EXCERPT:
········
Tuesday, April 10, 2012

What experience teaches


I have been chair of the board of the Western Sydney Local Health District (WSLHD) for twelve months.  As part of the agreements struck between the Commonwealth and the states and territories, NSW’s large area health services were split into 17 much smaller entities.
These networks or districts are based on public hospital services and their community outreach programs and community health services more generally. They are responsible for a goodly portion of preventive and health promotion services and mental health.
Giving clinicians a stronger voice in the running of the services was a central plank of the new structure as was a clearer consumer voice and connection to the new Medicare Locals.
WSLHD is one of these new entities encompassing a population of about 800,00o people living in Blacktown, Parramatta, Auburn, Mt Druitt and related suburbs, including about 10,000 people who identify as Indigenous.
The board’s brief is to assist in the development of policies and strategies to guide the work of the LHD, to co-operate with the minister and the Ministry of Health, and the related Medicare Local and private agencies to help the district achieve the best levels of health possible. This cannot be done by the health system alone, quite obviously, and we are expected to hear what the community has to say and to relate to other agencies and local government in the pursuit of common goals.
I was asked to write about what I have learned as a result of that year in the chair.
First, I have learned the solid truth behind the aphorism, “The board governs but does not manage.  The managers manage, but do not govern.”  When as a board member of another agency I dabbled in management previously, I made a major error, and nothing in the past year has diminished my acceptance of the wisdom of that division of labour.
The second thing I have learned, or relearned, is that the public health system is populated with people of strong humane concern and altruism. When fire struck a nursing home in western Sydney, off-duty staff from Blacktown Hospital phoned in to see if they could help the hospital cope with the load. I am constantly regaled with stories of people throughout the organisation (and there are thousands of them) doing more than they are asked, connecting to patients and families.
The third thing I have learned is that there is a lot of ‘in spite of’ high quality care. In spite of not engaging in best practice health IT support, financial management systems, and building design, an amazing amount of good work gets done. Somehow we muddle through.
········
DATA LISTING:
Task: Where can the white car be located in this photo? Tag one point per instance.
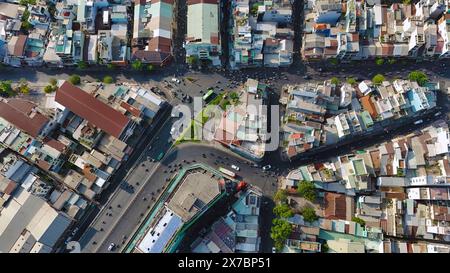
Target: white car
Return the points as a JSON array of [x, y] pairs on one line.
[[111, 246], [235, 167]]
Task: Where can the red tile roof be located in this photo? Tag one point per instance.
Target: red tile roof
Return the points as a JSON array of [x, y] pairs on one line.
[[88, 107], [335, 206], [23, 115]]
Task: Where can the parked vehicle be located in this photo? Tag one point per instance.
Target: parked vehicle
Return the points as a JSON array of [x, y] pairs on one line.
[[234, 167], [111, 247]]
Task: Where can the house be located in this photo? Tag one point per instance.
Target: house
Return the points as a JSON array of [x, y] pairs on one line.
[[94, 111], [203, 34]]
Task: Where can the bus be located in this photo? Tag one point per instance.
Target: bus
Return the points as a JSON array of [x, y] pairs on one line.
[[227, 172], [208, 95]]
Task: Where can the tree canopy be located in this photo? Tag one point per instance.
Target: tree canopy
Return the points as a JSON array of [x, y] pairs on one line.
[[335, 80], [137, 65], [309, 214], [359, 220], [280, 196], [279, 232], [418, 76], [75, 79], [108, 79], [283, 211], [379, 61], [307, 190], [351, 81], [378, 79], [6, 89]]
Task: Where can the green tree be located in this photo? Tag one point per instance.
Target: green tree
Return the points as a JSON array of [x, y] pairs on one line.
[[309, 214], [234, 96], [280, 196], [378, 79], [283, 211], [75, 79], [392, 61], [25, 24], [379, 61], [418, 76], [108, 79], [191, 60], [359, 221], [254, 9], [27, 2], [333, 61], [82, 65], [49, 89], [325, 248], [137, 65], [335, 80], [53, 82], [351, 81], [279, 232], [307, 190], [23, 86], [6, 89]]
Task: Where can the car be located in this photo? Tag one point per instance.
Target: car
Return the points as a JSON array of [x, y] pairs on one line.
[[235, 167], [74, 231], [111, 247]]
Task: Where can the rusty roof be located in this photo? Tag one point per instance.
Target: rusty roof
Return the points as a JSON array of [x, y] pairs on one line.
[[88, 107], [24, 115]]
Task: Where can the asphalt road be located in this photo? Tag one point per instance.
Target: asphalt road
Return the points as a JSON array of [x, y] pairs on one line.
[[135, 204], [153, 179]]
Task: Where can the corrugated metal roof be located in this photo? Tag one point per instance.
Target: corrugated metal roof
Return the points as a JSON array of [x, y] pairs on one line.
[[88, 107]]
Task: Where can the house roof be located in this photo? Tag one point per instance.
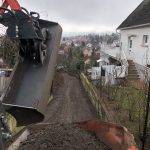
········
PROBLEMS TO SOLVE:
a - According to the post, into how many smaller entities were NSW's large area health services split?
b - Transcribe the stretch of the post from "These networks or" through "new Medicare Locals.".

RESULTS:
a - 17

b -
These networks or districts are based on public hospital services and their community outreach programs and community health services more generally. They are responsible for a goodly portion of preventive and health promotion services and mental health.
Giving clinicians a stronger voice in the running of the services was a central plank of the new structure as was a clearer consumer voice and connection to the new Medicare Locals.